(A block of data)
====
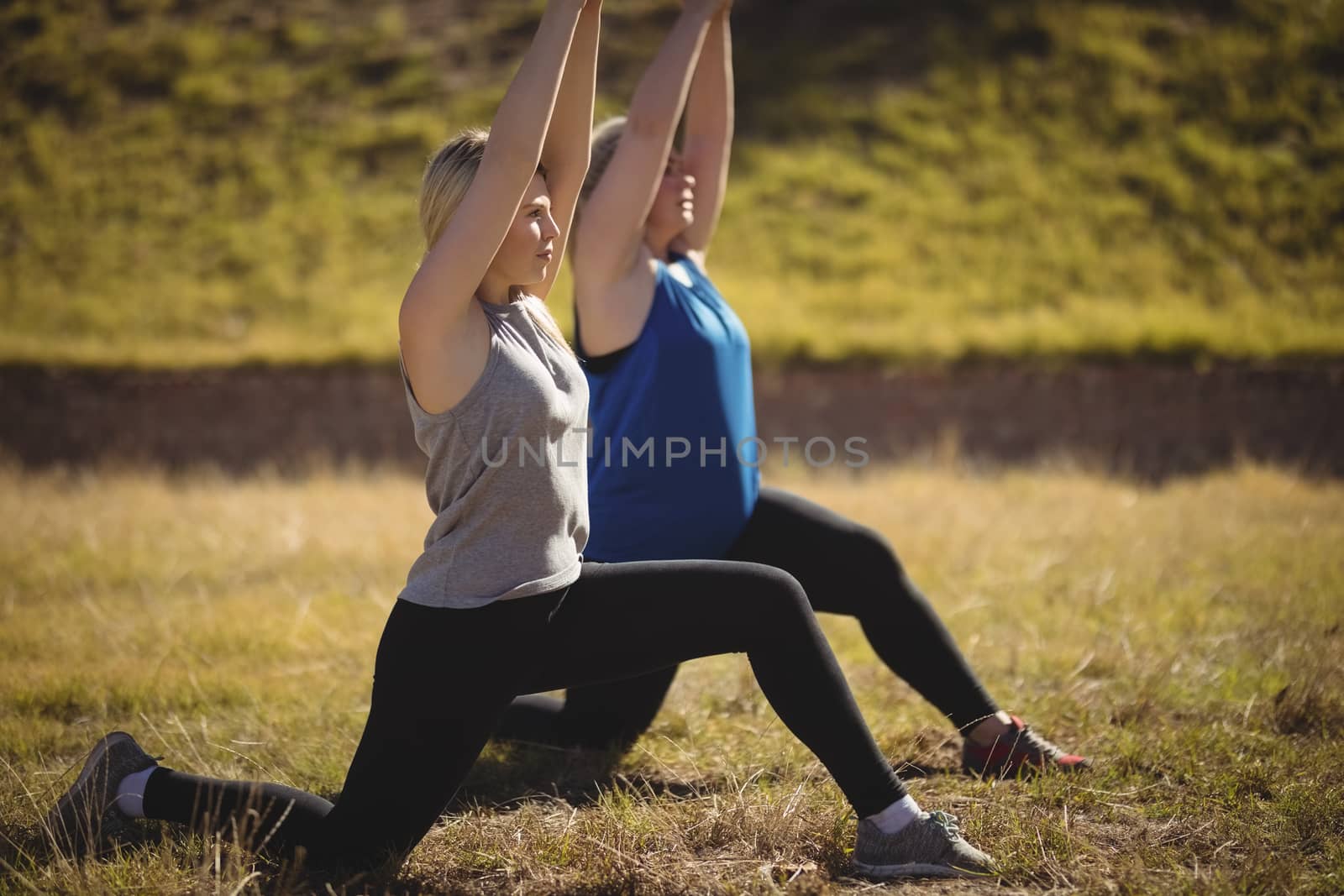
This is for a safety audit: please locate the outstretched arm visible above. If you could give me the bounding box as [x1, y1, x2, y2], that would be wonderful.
[574, 0, 723, 286]
[675, 4, 734, 267]
[535, 0, 602, 298]
[399, 0, 583, 354]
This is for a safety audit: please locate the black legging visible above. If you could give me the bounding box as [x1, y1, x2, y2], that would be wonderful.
[144, 560, 906, 869]
[496, 488, 999, 747]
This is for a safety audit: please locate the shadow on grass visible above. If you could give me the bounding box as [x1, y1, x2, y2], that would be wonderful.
[445, 741, 961, 814]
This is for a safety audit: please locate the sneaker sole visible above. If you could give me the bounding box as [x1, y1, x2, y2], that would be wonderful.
[47, 731, 134, 854]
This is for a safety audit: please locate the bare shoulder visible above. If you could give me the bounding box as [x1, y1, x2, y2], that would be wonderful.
[402, 301, 491, 414]
[574, 244, 659, 354]
[669, 239, 708, 274]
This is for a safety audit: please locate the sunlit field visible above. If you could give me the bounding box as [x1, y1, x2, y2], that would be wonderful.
[0, 466, 1344, 894]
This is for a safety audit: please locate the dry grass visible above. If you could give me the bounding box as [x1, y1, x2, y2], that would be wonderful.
[0, 468, 1344, 894]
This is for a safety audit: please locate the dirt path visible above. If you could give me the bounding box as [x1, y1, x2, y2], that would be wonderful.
[0, 361, 1344, 478]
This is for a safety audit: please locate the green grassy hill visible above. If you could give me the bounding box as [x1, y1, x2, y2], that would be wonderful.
[0, 0, 1344, 365]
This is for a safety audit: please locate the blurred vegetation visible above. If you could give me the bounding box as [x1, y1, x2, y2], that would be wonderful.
[0, 0, 1344, 365]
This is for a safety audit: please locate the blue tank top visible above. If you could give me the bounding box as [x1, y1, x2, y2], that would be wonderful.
[574, 255, 761, 563]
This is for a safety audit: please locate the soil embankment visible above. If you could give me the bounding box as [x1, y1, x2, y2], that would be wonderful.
[0, 363, 1344, 478]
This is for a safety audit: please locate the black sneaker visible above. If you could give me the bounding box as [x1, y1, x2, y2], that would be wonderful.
[852, 811, 995, 880]
[47, 731, 156, 856]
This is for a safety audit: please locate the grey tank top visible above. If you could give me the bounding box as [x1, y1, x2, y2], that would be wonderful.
[401, 298, 589, 609]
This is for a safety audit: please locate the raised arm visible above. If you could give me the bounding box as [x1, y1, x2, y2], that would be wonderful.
[533, 0, 602, 298]
[674, 3, 732, 267]
[399, 0, 583, 354]
[574, 0, 723, 289]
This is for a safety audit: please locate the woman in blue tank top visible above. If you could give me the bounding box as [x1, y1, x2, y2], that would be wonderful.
[501, 7, 1086, 775]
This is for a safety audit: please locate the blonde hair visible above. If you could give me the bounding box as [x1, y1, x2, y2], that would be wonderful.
[419, 128, 574, 352]
[570, 116, 625, 247]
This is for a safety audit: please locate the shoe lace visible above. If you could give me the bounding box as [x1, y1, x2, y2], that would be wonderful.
[929, 811, 961, 840]
[1017, 726, 1063, 759]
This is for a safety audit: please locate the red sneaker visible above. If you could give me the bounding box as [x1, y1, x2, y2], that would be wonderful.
[961, 716, 1091, 778]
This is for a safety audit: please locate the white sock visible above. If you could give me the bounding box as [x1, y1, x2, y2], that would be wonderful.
[112, 766, 159, 818]
[869, 794, 922, 834]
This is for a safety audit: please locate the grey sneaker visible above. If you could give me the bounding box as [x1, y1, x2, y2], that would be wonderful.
[852, 811, 995, 880]
[47, 731, 155, 856]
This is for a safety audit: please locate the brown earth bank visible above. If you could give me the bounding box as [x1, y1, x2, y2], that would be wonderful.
[0, 360, 1344, 479]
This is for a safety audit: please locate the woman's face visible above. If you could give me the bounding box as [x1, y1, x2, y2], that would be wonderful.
[648, 149, 695, 240]
[491, 173, 560, 286]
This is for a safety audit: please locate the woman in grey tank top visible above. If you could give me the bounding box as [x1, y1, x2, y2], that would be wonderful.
[49, 0, 992, 878]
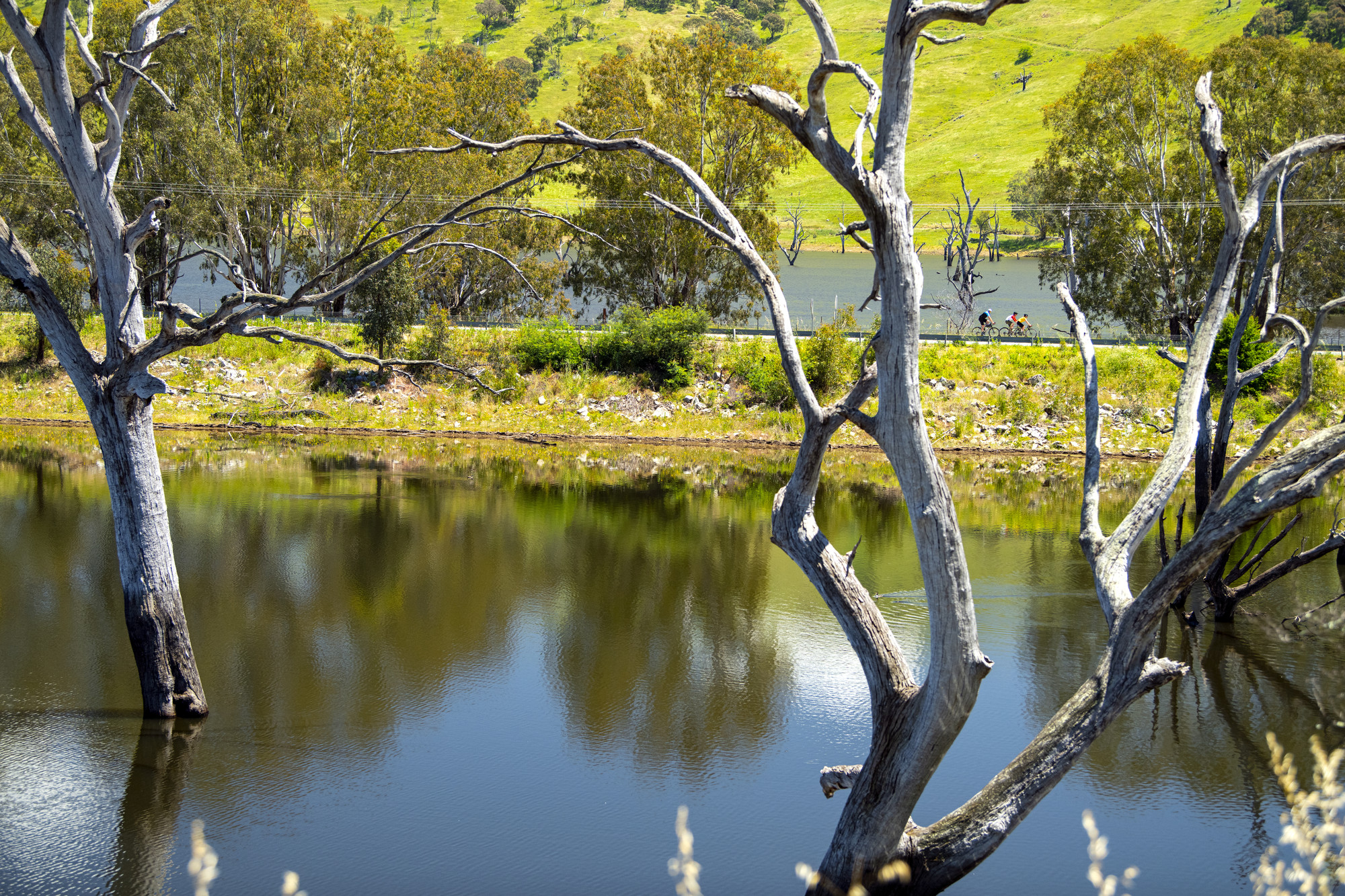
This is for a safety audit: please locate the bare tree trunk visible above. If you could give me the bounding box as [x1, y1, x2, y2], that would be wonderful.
[405, 17, 1345, 893]
[89, 394, 208, 719]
====
# [Task directions]
Return every line of the rows above that contains the word "black". Matching is case-sensitive.

# [Solution to the problem]
This is for a safety audit: please locate the black legging visible above. If you could give me the bounding box as [x1, y1, x2, y2], that would be wonderful.
This is for a safety audit: please locate the black sneaker visible above. If you could give me the bounding box as [x1, y1, x2, y2], that would be wonderful.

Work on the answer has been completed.